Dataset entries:
_ _ _ _ _ _ _

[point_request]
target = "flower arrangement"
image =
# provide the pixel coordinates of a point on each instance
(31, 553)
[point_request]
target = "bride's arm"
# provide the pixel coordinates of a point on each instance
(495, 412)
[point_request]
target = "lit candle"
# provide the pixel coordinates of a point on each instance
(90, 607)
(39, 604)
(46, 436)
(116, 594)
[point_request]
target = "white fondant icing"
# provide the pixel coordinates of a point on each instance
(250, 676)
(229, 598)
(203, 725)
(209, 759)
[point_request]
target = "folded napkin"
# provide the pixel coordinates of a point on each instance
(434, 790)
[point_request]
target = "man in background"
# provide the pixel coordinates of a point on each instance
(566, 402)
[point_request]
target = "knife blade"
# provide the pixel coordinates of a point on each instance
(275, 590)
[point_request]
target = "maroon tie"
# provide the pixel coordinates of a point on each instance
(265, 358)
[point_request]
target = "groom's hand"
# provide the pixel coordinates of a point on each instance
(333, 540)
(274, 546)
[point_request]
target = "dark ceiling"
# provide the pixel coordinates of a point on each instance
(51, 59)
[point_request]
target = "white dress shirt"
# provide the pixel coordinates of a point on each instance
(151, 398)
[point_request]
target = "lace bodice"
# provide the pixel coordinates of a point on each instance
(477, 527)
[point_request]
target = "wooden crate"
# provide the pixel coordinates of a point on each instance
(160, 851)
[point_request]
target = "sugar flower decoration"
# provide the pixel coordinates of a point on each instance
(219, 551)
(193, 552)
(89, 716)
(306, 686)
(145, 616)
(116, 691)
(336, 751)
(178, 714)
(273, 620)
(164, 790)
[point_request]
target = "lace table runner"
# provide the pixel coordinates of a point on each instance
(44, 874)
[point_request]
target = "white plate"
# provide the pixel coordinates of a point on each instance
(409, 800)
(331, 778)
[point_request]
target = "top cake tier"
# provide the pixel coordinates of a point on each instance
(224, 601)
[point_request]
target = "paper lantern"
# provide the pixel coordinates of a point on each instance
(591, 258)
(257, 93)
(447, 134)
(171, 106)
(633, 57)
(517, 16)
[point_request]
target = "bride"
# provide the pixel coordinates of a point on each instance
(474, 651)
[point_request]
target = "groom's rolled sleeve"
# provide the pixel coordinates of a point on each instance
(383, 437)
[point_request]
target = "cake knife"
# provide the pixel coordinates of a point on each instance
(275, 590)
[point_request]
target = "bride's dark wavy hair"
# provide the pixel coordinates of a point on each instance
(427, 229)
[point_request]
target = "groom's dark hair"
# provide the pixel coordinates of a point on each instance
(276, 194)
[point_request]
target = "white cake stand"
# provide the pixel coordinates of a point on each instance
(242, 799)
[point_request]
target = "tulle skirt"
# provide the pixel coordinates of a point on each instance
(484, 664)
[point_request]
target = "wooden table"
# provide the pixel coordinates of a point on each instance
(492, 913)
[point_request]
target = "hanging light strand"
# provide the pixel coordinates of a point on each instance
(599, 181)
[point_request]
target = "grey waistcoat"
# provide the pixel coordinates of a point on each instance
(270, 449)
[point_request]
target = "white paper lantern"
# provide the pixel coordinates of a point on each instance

_ _ _ _ _ _ _

• **Aim of the exercise**: Go through the entries above and copy each line holding the string "table".

• **Finished exercise**:
target = "lace table runner"
target = "wooden table"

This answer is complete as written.